## Action item
Every line of the data below that holds the string "small" needs to be reported.

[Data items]
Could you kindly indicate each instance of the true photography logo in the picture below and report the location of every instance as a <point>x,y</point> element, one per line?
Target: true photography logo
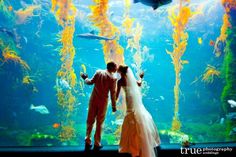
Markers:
<point>205,151</point>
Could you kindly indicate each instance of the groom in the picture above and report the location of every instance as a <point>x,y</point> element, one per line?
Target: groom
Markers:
<point>104,82</point>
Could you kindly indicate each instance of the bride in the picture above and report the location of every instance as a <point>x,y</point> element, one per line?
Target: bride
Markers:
<point>139,134</point>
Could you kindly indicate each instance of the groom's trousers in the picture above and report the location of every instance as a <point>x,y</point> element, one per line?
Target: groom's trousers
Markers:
<point>96,112</point>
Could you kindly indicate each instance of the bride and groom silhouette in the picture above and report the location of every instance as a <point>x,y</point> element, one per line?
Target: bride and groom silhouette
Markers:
<point>139,135</point>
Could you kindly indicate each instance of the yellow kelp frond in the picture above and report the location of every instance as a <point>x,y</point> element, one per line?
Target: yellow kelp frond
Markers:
<point>127,25</point>
<point>176,124</point>
<point>180,37</point>
<point>210,73</point>
<point>229,4</point>
<point>23,15</point>
<point>65,12</point>
<point>223,35</point>
<point>11,55</point>
<point>127,22</point>
<point>111,49</point>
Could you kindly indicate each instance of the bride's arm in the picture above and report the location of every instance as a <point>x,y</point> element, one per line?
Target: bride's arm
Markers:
<point>118,89</point>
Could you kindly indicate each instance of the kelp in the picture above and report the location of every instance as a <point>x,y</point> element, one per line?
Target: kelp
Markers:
<point>65,12</point>
<point>180,37</point>
<point>10,55</point>
<point>228,5</point>
<point>112,50</point>
<point>23,15</point>
<point>210,73</point>
<point>228,66</point>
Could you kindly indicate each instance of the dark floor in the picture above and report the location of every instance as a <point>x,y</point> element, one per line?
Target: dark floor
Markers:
<point>207,150</point>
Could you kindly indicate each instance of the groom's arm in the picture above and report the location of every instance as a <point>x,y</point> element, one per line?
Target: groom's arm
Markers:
<point>113,94</point>
<point>92,80</point>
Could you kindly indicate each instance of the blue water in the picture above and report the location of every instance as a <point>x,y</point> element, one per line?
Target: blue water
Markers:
<point>199,104</point>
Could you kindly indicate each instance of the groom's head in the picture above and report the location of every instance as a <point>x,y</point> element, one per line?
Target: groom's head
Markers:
<point>111,67</point>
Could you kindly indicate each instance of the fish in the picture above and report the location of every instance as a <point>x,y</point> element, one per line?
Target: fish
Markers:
<point>232,103</point>
<point>211,43</point>
<point>153,3</point>
<point>91,35</point>
<point>41,109</point>
<point>117,122</point>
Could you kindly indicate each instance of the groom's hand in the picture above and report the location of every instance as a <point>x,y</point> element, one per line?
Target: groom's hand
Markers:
<point>113,109</point>
<point>83,75</point>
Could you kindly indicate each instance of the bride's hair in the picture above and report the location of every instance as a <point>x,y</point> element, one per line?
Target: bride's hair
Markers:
<point>123,69</point>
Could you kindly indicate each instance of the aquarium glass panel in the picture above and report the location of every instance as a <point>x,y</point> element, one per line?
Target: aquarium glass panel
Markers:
<point>186,49</point>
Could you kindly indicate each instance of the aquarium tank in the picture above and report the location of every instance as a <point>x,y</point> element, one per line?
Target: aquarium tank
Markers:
<point>186,49</point>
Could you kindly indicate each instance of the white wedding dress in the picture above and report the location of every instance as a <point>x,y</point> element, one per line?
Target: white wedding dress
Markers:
<point>139,134</point>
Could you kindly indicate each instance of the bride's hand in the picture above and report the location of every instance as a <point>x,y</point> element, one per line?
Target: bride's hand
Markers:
<point>83,75</point>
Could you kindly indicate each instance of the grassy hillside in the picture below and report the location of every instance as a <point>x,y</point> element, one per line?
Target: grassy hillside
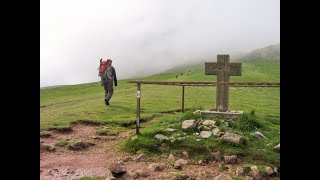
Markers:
<point>61,105</point>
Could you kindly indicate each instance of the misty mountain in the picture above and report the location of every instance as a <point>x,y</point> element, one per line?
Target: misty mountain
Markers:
<point>269,52</point>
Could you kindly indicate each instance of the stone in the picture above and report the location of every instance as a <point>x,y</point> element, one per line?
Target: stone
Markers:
<point>171,129</point>
<point>142,173</point>
<point>171,159</point>
<point>217,156</point>
<point>127,159</point>
<point>223,69</point>
<point>160,137</point>
<point>189,124</point>
<point>209,122</point>
<point>117,169</point>
<point>222,177</point>
<point>239,171</point>
<point>155,167</point>
<point>140,157</point>
<point>269,171</point>
<point>179,163</point>
<point>79,145</point>
<point>45,134</point>
<point>201,163</point>
<point>234,138</point>
<point>277,147</point>
<point>231,159</point>
<point>130,175</point>
<point>49,147</point>
<point>255,173</point>
<point>205,134</point>
<point>219,134</point>
<point>185,154</point>
<point>258,135</point>
<point>215,131</point>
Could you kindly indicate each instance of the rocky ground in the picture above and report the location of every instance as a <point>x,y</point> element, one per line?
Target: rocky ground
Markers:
<point>89,155</point>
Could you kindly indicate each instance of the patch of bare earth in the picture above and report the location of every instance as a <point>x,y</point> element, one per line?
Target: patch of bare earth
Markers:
<point>94,160</point>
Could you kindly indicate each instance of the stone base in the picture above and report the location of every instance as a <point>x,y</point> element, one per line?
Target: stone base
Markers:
<point>230,115</point>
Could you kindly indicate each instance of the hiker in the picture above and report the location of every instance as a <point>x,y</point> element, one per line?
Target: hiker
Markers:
<point>107,74</point>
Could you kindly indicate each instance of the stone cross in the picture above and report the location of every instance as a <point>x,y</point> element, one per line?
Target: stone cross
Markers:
<point>223,69</point>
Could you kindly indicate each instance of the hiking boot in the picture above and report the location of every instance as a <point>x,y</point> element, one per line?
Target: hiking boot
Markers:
<point>107,102</point>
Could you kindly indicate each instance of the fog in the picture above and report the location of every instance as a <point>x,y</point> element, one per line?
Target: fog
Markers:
<point>145,37</point>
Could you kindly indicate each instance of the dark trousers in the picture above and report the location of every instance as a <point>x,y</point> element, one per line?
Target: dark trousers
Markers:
<point>108,89</point>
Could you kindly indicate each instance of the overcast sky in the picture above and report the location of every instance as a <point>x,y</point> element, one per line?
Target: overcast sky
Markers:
<point>147,36</point>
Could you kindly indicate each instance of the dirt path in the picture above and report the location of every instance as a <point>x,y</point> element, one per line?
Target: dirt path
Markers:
<point>93,161</point>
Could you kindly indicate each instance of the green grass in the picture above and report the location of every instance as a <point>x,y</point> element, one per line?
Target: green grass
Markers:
<point>60,106</point>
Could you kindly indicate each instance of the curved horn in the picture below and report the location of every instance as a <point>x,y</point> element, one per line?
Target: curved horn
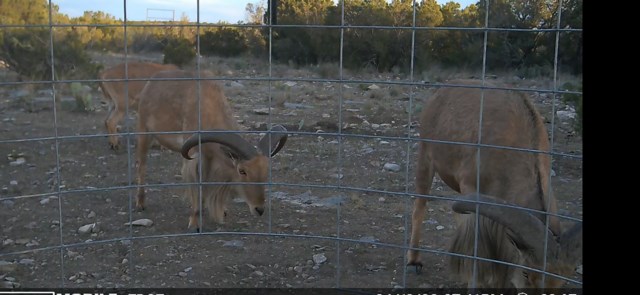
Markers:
<point>237,144</point>
<point>526,230</point>
<point>277,141</point>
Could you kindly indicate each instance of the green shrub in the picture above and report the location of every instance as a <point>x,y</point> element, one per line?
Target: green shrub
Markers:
<point>28,53</point>
<point>179,52</point>
<point>576,101</point>
<point>225,42</point>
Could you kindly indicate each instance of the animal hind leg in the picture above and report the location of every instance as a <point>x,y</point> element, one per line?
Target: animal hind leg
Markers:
<point>424,179</point>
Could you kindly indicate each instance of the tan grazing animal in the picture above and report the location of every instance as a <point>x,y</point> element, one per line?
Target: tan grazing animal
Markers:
<point>516,177</point>
<point>114,92</point>
<point>172,106</point>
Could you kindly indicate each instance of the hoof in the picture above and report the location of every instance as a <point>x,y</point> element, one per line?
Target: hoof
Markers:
<point>417,265</point>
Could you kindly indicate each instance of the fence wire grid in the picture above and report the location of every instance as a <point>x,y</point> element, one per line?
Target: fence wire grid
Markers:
<point>323,229</point>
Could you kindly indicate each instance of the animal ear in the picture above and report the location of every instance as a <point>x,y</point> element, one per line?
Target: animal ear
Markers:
<point>230,153</point>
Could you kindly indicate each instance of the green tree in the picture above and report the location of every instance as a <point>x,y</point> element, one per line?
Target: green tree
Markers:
<point>179,51</point>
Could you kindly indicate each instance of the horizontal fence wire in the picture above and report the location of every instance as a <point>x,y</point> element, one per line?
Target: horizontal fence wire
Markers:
<point>341,134</point>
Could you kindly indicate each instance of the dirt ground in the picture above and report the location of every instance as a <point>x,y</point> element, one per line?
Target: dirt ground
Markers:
<point>324,187</point>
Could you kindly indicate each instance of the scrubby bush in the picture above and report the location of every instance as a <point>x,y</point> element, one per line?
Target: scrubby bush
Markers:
<point>576,101</point>
<point>225,42</point>
<point>28,53</point>
<point>179,52</point>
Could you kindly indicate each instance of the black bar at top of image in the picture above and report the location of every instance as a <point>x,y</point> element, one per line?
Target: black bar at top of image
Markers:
<point>286,291</point>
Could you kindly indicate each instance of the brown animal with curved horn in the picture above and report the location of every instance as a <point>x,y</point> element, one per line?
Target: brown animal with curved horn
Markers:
<point>114,91</point>
<point>516,177</point>
<point>172,106</point>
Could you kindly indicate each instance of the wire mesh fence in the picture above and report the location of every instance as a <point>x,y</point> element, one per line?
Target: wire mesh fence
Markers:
<point>339,194</point>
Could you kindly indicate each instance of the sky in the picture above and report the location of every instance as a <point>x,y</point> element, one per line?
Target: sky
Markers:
<point>211,11</point>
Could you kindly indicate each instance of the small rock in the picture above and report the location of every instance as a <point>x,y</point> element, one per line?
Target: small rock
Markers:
<point>319,258</point>
<point>261,111</point>
<point>368,239</point>
<point>425,286</point>
<point>141,222</point>
<point>87,228</point>
<point>17,162</point>
<point>7,267</point>
<point>579,269</point>
<point>391,167</point>
<point>32,244</point>
<point>9,284</point>
<point>22,241</point>
<point>337,175</point>
<point>233,243</point>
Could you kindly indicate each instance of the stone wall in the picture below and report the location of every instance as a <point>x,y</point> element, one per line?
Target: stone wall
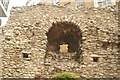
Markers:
<point>25,36</point>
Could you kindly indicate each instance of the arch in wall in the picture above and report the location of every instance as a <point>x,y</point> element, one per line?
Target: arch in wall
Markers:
<point>64,33</point>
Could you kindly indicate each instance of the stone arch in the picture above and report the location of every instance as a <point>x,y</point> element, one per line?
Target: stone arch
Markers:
<point>64,33</point>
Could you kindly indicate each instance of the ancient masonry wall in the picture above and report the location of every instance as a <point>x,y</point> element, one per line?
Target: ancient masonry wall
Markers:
<point>25,34</point>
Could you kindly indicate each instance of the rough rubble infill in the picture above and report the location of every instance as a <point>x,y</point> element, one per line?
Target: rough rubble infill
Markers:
<point>25,33</point>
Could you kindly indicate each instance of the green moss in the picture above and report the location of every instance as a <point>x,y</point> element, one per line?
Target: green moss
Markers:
<point>65,76</point>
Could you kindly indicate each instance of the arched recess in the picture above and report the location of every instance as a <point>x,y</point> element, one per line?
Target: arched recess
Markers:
<point>64,33</point>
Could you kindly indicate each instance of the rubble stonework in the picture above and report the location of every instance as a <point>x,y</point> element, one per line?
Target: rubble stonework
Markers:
<point>25,33</point>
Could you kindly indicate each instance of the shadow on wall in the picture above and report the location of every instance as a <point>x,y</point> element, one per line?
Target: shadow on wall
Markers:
<point>66,34</point>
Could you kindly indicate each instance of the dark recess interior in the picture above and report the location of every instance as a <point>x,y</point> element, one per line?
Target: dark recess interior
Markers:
<point>64,33</point>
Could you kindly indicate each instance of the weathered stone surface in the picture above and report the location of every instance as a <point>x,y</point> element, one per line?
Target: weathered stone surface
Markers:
<point>26,30</point>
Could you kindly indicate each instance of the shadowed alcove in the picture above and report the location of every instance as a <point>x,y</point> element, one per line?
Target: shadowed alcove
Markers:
<point>66,33</point>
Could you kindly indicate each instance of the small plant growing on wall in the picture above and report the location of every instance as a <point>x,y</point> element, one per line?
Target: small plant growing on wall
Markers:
<point>65,76</point>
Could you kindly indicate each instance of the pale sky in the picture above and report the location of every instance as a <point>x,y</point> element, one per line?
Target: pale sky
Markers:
<point>15,3</point>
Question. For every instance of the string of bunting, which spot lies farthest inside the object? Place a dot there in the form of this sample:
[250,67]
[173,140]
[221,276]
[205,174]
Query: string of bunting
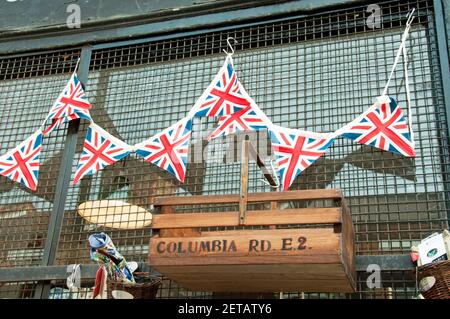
[383,126]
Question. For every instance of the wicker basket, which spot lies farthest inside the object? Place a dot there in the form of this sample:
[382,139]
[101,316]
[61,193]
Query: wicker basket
[441,272]
[146,286]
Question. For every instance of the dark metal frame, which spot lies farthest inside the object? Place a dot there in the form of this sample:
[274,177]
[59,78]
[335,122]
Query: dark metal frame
[47,272]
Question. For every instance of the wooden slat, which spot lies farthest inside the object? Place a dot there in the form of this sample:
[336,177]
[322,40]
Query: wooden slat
[312,194]
[320,245]
[301,216]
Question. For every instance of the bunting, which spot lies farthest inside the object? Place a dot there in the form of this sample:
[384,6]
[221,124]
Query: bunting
[250,118]
[224,96]
[71,104]
[296,150]
[22,163]
[382,126]
[100,149]
[169,149]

## Written solution
Could you kindly indicate each instance of the small rock in the picture above and report the location of every instance as a <point>x,y</point> element, one per line?
Target: small rock
Could you kindly indicate each instance of the small plant growing on wall in the picture above and report the location of every instance as a <point>x,y</point> element, one per line?
Target: small plant growing on wall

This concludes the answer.